-- begin Text section --

Brush with Peril

A Small List of Great Artists – Vincent van Gogh’s Portraits of Roulin

Got to A Small List of Great Artists Vincent van Gogh (Dutch, 1853-1890)
Got to Van Gogh’s Self Portraits

Vincent van Gogh had trouble hiring models, for monetary reasons, but also, I picture a man who was thoroughly unpleasant to be around, not “a people person” that townspeople are flocking to go up alone to his studio to spend lengthy chunks of time with him.

While Van Gogh was living in Arles from 1888-1889, he was primarily producing landscapes. But Joseph Roulin came to be a loyal and supportive friend, and not only wound up posing for multiple portraits, he also had his family – his wife as well as children ranging from four months to seventeen years – pose. Van Gogh painted every one of them at least twice, and then let them keep a painting of each family member, so that their home was a literal portrait gallery of modern art.

-- end Text section --

* _Written exercise A_
Reproduce, word for word, the part of the text on Van Gogh's Roulin portraits that starts with the words containing "Brush with Peril" and ends with "Gogh (Dutch, 1853-1890)".
* _Written exercise B_
In the text on Van Gogh's Roulin portraits, what was the age range of the Roulin children?
The data that comes next isn't needed.

-- begin Information supplied --

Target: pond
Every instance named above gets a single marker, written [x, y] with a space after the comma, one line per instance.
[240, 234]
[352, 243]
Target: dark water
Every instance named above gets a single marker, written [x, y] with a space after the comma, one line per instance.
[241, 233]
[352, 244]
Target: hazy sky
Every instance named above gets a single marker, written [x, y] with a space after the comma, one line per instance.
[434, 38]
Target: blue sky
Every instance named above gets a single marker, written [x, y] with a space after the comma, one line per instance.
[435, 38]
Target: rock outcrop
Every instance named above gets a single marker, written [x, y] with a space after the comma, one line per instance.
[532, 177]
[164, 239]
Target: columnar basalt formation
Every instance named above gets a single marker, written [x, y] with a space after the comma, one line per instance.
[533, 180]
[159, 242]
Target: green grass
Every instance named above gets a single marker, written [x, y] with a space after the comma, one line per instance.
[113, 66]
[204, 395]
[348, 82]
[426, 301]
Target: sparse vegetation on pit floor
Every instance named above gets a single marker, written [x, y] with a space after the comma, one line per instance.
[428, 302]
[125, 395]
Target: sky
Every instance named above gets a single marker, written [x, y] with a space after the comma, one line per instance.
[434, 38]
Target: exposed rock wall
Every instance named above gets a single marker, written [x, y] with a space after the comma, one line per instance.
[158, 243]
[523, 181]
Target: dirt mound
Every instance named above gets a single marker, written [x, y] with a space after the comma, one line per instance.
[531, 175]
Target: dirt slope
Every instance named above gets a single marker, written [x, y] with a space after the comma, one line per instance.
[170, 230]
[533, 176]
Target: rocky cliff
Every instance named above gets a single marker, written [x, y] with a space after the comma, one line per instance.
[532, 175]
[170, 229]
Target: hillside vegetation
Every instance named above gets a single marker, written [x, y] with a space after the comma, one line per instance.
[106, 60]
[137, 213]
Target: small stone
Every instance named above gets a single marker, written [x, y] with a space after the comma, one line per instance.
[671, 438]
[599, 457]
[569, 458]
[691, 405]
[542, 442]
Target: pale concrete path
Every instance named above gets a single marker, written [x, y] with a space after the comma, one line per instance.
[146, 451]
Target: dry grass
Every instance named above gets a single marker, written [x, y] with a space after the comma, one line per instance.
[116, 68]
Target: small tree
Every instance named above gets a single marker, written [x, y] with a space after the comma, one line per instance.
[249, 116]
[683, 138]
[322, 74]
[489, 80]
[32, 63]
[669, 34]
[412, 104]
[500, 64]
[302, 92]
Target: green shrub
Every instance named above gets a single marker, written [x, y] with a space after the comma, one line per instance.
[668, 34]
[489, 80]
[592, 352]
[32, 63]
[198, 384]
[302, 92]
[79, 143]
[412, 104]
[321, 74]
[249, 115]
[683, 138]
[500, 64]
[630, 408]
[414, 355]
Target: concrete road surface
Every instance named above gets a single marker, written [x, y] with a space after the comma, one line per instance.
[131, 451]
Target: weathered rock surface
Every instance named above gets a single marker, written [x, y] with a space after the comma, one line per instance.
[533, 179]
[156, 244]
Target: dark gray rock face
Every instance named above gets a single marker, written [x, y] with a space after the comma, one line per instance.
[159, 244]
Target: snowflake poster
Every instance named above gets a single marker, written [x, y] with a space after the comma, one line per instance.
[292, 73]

-- end Information supplied --

* _Finished answer A_
Brush with Peril

A Small List of Great Artists – Vincent van Gogh’s Portraits of Roulin

Got to A Small List of Great Artists Vincent van Gogh (Dutch, 1853-1890)

* _Finished answer B_
From four months to seventeen years.